Exercise task: Turn the material below into a numbered list with one line per item and no blank lines, leaving out the pictures.

--- Begin Record extracts ---

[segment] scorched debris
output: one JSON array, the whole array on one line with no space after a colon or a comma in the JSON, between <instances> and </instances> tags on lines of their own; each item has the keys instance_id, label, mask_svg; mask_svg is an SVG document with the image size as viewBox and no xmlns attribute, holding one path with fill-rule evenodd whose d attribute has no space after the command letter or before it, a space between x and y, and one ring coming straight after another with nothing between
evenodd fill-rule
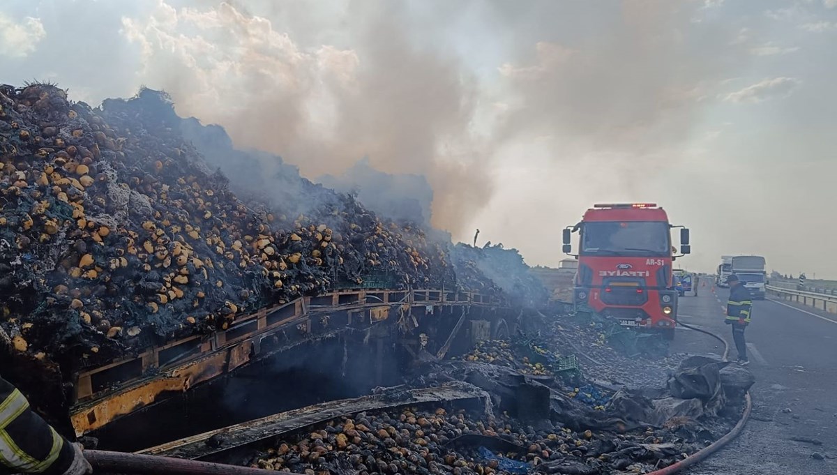
<instances>
[{"instance_id":1,"label":"scorched debris","mask_svg":"<svg viewBox=\"0 0 837 475\"><path fill-rule=\"evenodd\" d=\"M93 365L370 276L458 285L449 243L350 196L304 181L328 197L307 214L242 202L181 120L149 89L92 109L50 84L0 87L0 310L16 350Z\"/></svg>"}]
</instances>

--- End Record extracts ---

Output for this exercise:
1. [segment] scorched debris
2. output: one JSON array, the whole array on one line with no space after a colon or a comma in the JSON, between <instances> and </instances> tags on lines of their own; each item has the keys instance_id, label, mask_svg; mask_svg is an SVG document with the image size as viewBox and no xmlns attribute, holding one path with fill-rule evenodd whose d attribute has no space after the command letter or before it, a space between x and y, and one ring coming straight after another with nothing between
3. evenodd fill-rule
4. <instances>
5. [{"instance_id":1,"label":"scorched debris","mask_svg":"<svg viewBox=\"0 0 837 475\"><path fill-rule=\"evenodd\" d=\"M93 365L370 276L458 285L449 243L350 196L304 181L328 197L307 214L242 202L181 120L149 89L92 109L50 84L0 87L0 310L16 350Z\"/></svg>"}]
6. </instances>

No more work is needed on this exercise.